Para já, penso que é positivo. É um cenário novo. Os críticos do Presidente João Lourenço dizem que “quem tudo quer tudo perde”. Mas penso que não, porque o Presidente, no seu discurso inaugural, sempre disse que estava aberto a relações com todos os países do mundo. Mas essa vontade deve ser mútua. A Commonwealth, por exemplo, sabemos que é composta por 54 Estados. Se esta organização iniciou no plano da cooperação entre aquelas que eram as ex-colonias britânicas, hoje, além de se conceder a estes países vantagens comerciais, melhorias a nível da integração, estas relações passam, actualmente pela democracia, direitos humanos, boa governação e a paz mundial, que é fundamental aos 193 Estados-membros da Organização das Nações Unidas. Um Estado que tenha isso, para nós, é, absolutamente, essencial cooperar com o mesmo. Também porque temos muitos vizinhos que são membros da Commonwealth. Estamos praticamente numa zona em que só nós é que falamos português. É importante interagirmos, no quotidiano, com países de expressão inglesa.

Fazer parte de todas essas organizações provoca ‘ciúmes’ entre potências que regem os conjuntos?

É evidente que cria ciúmes. “O amigo do meu inimigo, meu inimigo é.” Mas temos de ver que isso não é uma união política. A mensagem de João Lourenço vai no sentido de dizer que estamos dispostos a colaborar e manter relações estáveis com todos os países do mundo, explorando as nossas valências e aquilo que tais países nos podem ceder. O Presidente quer vencer um certo isolacionismo, porque estávamos a ficar de alguma forma isolados. Éramos considerados um país que não tinha uma boa governação. Tinha uma governação de longa data, aliás, não é por acaso que, a nível da Comunidade de Países de Língua Portuguesa (CPLP), a Guiné Equatorial não consegue ascender à presidência. É porque os outros países entendem que este país africano ainda não aboliu a pena de morte.

Mas Angola teria embaraços?

É verdade que, em termos de objectivos, o país poderá criar alguns embaraços, quando se atingir um processo de integração mais acentuado. Volto a criar uma analogia, a nível da CPLP, em que Portugal subscreveu o tratado de Schengen com a União Europeia, mas também de alguma liberdade de mobilidade com países da CPLP, designadamente Países de Língua Oficial Portuguesa (PALOP). Isso faz com que essa liberdade não seja integral, porque, no plano do direito internacional, a norma internacional sobrepõe-se ao ordenamento jurídico interno. Quer dizer que a norma da União Europeia deve ser incorporada no direito interno de Portugal e isso faz com que determinados pressupostos com os seus pares africanos não possam ser observados se eventualmente chocarem com as normas da União Europeia.

Entre a Commonwealth, Francofonia e o BRICS, qual seria a melhor opção para Angola se tivesse de escolher apenas uma?

Para mim, o BRICS seria a opção mais acertada, porque esta organização já define em si mesmo economias emergentes. Isto quer dizer que nós, se já lá estivéssemos, teríamos já melhorado o nosso PIB per capita e a economia mais sustentável.

Em termos estratégicos, como olha para a política externa angolana?

(Dados armazenados)
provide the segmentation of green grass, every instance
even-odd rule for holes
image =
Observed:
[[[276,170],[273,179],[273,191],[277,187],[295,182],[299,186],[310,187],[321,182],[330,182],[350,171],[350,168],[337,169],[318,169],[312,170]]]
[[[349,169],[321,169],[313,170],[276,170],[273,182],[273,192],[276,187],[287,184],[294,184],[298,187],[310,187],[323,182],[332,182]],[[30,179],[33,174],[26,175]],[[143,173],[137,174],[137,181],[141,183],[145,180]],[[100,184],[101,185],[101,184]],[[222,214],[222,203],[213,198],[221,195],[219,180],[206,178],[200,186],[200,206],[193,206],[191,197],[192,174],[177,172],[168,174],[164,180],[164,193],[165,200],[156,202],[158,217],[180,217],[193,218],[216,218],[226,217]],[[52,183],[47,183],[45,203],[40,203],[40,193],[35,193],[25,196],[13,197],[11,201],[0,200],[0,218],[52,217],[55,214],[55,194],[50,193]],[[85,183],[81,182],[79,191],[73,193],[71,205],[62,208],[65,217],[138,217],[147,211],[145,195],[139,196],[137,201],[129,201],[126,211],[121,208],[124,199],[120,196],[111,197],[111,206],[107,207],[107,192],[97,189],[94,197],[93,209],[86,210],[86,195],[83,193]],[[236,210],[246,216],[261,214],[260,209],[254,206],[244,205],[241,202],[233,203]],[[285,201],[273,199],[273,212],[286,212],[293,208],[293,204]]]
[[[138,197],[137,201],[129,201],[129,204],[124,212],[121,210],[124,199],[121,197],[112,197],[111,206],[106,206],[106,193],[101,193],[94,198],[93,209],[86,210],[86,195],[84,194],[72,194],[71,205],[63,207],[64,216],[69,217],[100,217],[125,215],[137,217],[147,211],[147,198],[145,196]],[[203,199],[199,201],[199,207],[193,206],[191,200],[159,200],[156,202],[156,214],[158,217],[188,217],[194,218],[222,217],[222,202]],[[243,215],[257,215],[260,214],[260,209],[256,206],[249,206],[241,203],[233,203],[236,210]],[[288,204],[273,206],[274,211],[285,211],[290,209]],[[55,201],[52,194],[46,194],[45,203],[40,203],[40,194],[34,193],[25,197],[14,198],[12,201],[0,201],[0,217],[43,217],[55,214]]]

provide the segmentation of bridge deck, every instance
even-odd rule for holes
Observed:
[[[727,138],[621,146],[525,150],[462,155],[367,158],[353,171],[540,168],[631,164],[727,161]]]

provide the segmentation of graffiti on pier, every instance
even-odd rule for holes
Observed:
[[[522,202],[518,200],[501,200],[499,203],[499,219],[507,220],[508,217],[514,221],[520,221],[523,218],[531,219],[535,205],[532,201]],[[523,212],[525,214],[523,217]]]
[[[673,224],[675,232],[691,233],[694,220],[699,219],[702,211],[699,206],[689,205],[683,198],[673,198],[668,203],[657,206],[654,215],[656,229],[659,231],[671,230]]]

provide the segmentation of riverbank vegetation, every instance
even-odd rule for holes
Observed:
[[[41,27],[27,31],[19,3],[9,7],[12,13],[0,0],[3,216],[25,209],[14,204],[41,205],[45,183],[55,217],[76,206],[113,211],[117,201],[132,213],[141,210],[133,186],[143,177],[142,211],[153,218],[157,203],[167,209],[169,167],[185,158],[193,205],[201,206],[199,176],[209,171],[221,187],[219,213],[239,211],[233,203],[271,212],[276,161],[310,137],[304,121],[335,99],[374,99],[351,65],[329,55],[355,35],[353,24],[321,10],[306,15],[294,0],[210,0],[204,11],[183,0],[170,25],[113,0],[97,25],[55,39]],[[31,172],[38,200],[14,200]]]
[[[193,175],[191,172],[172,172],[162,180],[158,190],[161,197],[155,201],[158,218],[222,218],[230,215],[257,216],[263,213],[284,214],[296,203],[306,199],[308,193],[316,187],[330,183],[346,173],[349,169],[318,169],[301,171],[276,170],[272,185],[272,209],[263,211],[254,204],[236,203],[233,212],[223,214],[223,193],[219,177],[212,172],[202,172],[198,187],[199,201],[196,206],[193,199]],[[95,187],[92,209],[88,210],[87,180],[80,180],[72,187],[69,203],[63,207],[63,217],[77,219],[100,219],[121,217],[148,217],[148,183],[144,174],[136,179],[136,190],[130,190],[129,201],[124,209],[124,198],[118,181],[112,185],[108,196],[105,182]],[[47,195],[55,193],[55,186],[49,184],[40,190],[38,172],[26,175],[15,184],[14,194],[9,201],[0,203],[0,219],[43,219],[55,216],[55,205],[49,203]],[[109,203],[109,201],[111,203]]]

**Exercício 1**.
De acordo com a entrevista sobre a política externa angolana, quantos Estados compõem a Commonwealth?
**Exercício 2**.
Transcreva literalmente o trecho da entrevista sobre a política externa angolana que começa em "Fazer parte de" e termina em "pena de morte.".
Os dados armazenados constituem material à parte, sem relação com a entrevista.

**Resposta correta 1**.
54 Estados.

**Resposta correta 2**.
Fazer parte de todas essas organizações provoca ‘ciúmes’ entre potências que regem os conjuntos?

É evidente que cria ciúmes. “O amigo do meu inimigo, meu inimigo é.” Mas temos de ver que isso não é uma união política. A mensagem de João Lourenço vai no sentido de dizer que estamos dispostos a colaborar e manter relações estáveis com todos os países do mundo, explorando as nossas valências e aquilo que tais países nos podem ceder. O Presidente quer vencer um certo isolacionismo, porque estávamos a ficar de alguma forma isolados. Éramos considerados um país que não tinha uma boa governação. Tinha uma governação de longa data, aliás, não é por acaso que, a nível da Comunidade de Países de Língua Portuguesa (CPLP), a Guiné Equatorial não consegue ascender à presidência. É porque os outros países entendem que este país africano ainda não aboliu a pena de morte.